Reproduce every line of the items below verbatim, omitting the pictures.

* [Data shown]

/---

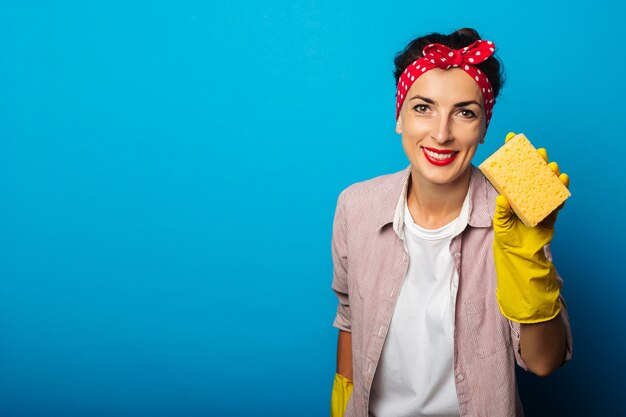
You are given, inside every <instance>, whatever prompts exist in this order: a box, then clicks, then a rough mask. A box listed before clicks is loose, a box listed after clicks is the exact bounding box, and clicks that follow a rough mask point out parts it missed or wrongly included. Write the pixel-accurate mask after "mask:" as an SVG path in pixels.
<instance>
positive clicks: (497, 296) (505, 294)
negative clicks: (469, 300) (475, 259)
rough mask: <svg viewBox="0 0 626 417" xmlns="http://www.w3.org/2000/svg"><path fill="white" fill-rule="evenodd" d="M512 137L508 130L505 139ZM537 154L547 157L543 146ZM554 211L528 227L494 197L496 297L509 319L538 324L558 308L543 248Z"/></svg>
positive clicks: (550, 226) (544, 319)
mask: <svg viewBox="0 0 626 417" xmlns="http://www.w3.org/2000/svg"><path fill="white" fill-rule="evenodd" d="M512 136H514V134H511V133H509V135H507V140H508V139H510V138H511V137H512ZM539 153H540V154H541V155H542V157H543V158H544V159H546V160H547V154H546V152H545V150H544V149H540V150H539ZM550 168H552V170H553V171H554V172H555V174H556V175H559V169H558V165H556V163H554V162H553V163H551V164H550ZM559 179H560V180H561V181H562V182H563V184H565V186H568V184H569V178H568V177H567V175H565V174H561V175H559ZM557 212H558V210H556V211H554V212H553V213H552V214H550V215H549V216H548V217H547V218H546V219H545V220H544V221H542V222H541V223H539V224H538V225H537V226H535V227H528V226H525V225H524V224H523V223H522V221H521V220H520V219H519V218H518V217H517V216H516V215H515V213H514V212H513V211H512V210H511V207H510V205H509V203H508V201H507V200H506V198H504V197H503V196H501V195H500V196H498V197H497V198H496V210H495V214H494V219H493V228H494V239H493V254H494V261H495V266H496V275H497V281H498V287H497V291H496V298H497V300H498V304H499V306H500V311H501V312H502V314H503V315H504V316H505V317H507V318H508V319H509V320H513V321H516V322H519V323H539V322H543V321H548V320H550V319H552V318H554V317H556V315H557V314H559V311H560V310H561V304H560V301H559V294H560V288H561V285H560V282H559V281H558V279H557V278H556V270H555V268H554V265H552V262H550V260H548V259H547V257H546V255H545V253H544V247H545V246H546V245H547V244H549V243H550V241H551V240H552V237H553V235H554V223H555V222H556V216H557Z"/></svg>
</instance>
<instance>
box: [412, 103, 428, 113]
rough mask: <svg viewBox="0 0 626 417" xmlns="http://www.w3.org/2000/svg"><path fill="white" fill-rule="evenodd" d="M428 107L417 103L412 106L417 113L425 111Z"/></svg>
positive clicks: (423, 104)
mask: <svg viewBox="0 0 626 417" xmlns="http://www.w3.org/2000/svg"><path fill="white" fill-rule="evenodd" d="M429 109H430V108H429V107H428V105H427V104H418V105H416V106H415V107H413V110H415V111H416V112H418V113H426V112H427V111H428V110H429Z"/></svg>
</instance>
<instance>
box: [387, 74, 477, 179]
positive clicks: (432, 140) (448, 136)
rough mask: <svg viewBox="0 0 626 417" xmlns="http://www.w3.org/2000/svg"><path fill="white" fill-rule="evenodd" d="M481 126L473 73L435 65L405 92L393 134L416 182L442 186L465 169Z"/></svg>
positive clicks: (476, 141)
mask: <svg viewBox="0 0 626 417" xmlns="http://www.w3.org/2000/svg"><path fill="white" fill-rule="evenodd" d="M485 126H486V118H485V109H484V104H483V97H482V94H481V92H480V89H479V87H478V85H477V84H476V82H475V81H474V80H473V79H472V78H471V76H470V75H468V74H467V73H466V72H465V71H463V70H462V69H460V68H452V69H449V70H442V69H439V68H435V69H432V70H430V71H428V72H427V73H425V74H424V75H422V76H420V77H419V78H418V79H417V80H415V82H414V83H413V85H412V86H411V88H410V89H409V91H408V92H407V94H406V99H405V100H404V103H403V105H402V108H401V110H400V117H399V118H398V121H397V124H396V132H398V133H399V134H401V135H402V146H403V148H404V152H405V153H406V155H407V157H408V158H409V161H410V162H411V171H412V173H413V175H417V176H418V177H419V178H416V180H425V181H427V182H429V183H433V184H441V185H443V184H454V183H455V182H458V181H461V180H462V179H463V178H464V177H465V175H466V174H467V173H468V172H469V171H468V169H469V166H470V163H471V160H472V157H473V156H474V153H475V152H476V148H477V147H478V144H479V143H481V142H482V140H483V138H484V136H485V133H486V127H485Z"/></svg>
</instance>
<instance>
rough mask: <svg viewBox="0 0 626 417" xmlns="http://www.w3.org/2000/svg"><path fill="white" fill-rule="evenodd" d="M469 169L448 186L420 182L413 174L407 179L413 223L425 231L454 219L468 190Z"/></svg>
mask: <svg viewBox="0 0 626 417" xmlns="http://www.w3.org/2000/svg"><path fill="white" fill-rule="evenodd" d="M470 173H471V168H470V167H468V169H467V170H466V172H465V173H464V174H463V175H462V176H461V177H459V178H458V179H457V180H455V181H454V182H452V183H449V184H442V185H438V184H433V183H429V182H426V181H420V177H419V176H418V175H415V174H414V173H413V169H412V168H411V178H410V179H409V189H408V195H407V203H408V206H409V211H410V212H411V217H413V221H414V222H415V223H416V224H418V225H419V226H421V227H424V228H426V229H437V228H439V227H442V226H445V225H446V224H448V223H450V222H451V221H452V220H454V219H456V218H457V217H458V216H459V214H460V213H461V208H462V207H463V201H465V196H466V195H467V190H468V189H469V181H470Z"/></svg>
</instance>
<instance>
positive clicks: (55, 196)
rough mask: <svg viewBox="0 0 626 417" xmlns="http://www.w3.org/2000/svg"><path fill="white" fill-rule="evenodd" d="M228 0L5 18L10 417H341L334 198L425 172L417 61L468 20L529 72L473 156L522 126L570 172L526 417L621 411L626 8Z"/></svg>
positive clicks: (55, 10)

\---

* [Response area]
You are given, inside every <instance>, whatever prompts exist in this order: a box, then clicks, then a rough mask. A box listed before clicks is loose, a box listed after clicks is the exact bounding box, and clicks that follow a rough mask point out parts it missed or wrongly included. Write the pixel-accurate mask after "mask:" as an SVG path in pixels.
<instance>
positive clicks: (497, 296) (505, 294)
negative clicks: (469, 300) (475, 259)
rough mask: <svg viewBox="0 0 626 417" xmlns="http://www.w3.org/2000/svg"><path fill="white" fill-rule="evenodd" d="M512 137L508 130L505 139ZM537 154L547 157L543 146ZM554 211L528 227L494 197L496 297L509 319L538 324L558 308L543 248Z"/></svg>
positive clicks: (550, 226) (544, 319)
mask: <svg viewBox="0 0 626 417" xmlns="http://www.w3.org/2000/svg"><path fill="white" fill-rule="evenodd" d="M512 136H514V134H511V133H509V135H507V140H508V139H510V138H511V137H512ZM539 153H540V154H541V155H542V157H543V158H544V159H546V160H547V154H546V152H545V150H544V149H540V150H539ZM550 168H552V170H553V171H554V172H555V174H556V175H559V169H558V165H556V163H554V162H553V163H551V164H550ZM559 179H560V180H561V181H562V182H563V184H565V186H568V184H569V178H568V177H567V175H565V174H561V175H559ZM557 212H558V210H556V211H554V212H553V213H552V214H550V215H549V216H548V217H547V218H546V219H545V220H544V221H542V222H541V223H539V224H538V225H537V226H535V227H528V226H525V225H524V224H523V223H522V221H521V220H520V219H519V218H518V217H517V216H516V215H515V213H514V212H513V211H512V210H511V207H510V205H509V203H508V201H507V200H506V198H504V197H503V196H501V195H500V196H498V197H497V198H496V210H495V214H494V219H493V228H494V239H493V254H494V261H495V266H496V275H497V281H498V287H497V291H496V298H497V300H498V304H499V306H500V311H501V312H502V314H503V315H504V316H505V317H507V318H508V319H509V320H513V321H516V322H519V323H539V322H543V321H548V320H550V319H552V318H554V317H556V315H557V314H559V311H560V310H561V304H560V301H559V294H560V288H561V285H560V282H559V281H558V279H557V278H556V270H555V268H554V265H552V262H550V260H548V259H547V257H546V255H545V253H544V247H545V246H546V245H547V244H549V243H550V241H551V240H552V237H553V235H554V223H555V222H556V216H557Z"/></svg>
</instance>
<instance>
box: [412, 103, 428, 113]
rough mask: <svg viewBox="0 0 626 417" xmlns="http://www.w3.org/2000/svg"><path fill="white" fill-rule="evenodd" d="M428 107L417 103L412 106L417 113L425 111Z"/></svg>
positive clicks: (423, 104)
mask: <svg viewBox="0 0 626 417" xmlns="http://www.w3.org/2000/svg"><path fill="white" fill-rule="evenodd" d="M429 109H430V108H429V107H428V105H427V104H418V105H416V106H415V107H413V110H415V111H416V112H418V113H426V112H427V111H428V110H429Z"/></svg>
</instance>
<instance>
box: [387, 74, 477, 179]
positive clicks: (432, 140) (448, 136)
rough mask: <svg viewBox="0 0 626 417" xmlns="http://www.w3.org/2000/svg"><path fill="white" fill-rule="evenodd" d="M481 126L473 73L435 65L405 92L393 134L416 182L442 186L465 169Z"/></svg>
positive clicks: (476, 141)
mask: <svg viewBox="0 0 626 417" xmlns="http://www.w3.org/2000/svg"><path fill="white" fill-rule="evenodd" d="M485 126H486V118H485V109H484V104H483V97H482V94H481V92H480V89H479V87H478V85H477V84H476V82H475V81H474V80H473V79H472V78H471V76H470V75H468V74H467V73H466V72H465V71H463V70H462V69H460V68H452V69H449V70H442V69H439V68H435V69H432V70H430V71H428V72H427V73H425V74H424V75H422V76H420V77H419V78H418V79H417V80H415V82H414V83H413V85H412V86H411V88H410V89H409V91H408V92H407V94H406V99H405V100H404V103H403V105H402V108H401V110H400V117H399V118H398V121H397V124H396V132H398V133H399V134H401V135H402V146H403V148H404V152H405V153H406V155H407V157H408V158H409V161H410V162H411V171H412V173H413V175H417V176H418V177H419V178H416V180H425V181H427V182H429V183H433V184H441V185H443V184H454V183H455V182H458V181H461V180H462V179H463V178H464V177H465V175H466V174H467V173H468V172H469V171H468V169H469V166H470V163H471V160H472V157H473V156H474V153H475V152H476V148H477V147H478V144H479V143H481V142H482V140H483V138H484V136H485V133H486V127H485Z"/></svg>
</instance>
<instance>
rough mask: <svg viewBox="0 0 626 417" xmlns="http://www.w3.org/2000/svg"><path fill="white" fill-rule="evenodd" d="M469 169L448 186L420 182L413 174L407 179L413 223L425 231L454 219L468 190Z"/></svg>
mask: <svg viewBox="0 0 626 417" xmlns="http://www.w3.org/2000/svg"><path fill="white" fill-rule="evenodd" d="M470 173H471V168H470V167H468V169H467V170H466V172H465V173H464V174H463V175H462V176H461V177H459V178H458V179H457V180H455V181H454V182H452V183H449V184H442V185H438V184H433V183H429V182H426V181H420V177H419V176H418V175H415V174H414V173H413V169H412V168H411V178H410V179H409V189H408V195H407V203H408V206H409V211H410V212H411V217H413V221H414V222H415V223H416V224H418V225H419V226H421V227H424V228H426V229H437V228H439V227H442V226H445V225H446V224H448V223H450V222H451V221H452V220H454V219H456V218H457V217H458V216H459V214H460V213H461V208H462V207H463V201H465V196H466V195H467V190H468V189H469V181H470Z"/></svg>
</instance>
<instance>
positive clicks: (55, 196)
rough mask: <svg viewBox="0 0 626 417" xmlns="http://www.w3.org/2000/svg"><path fill="white" fill-rule="evenodd" d="M228 0L5 18L10 417H341L334 198L425 172L417 61L468 20L529 72L473 156L522 126L570 172L526 417L621 411L626 8Z"/></svg>
positive clicks: (55, 10)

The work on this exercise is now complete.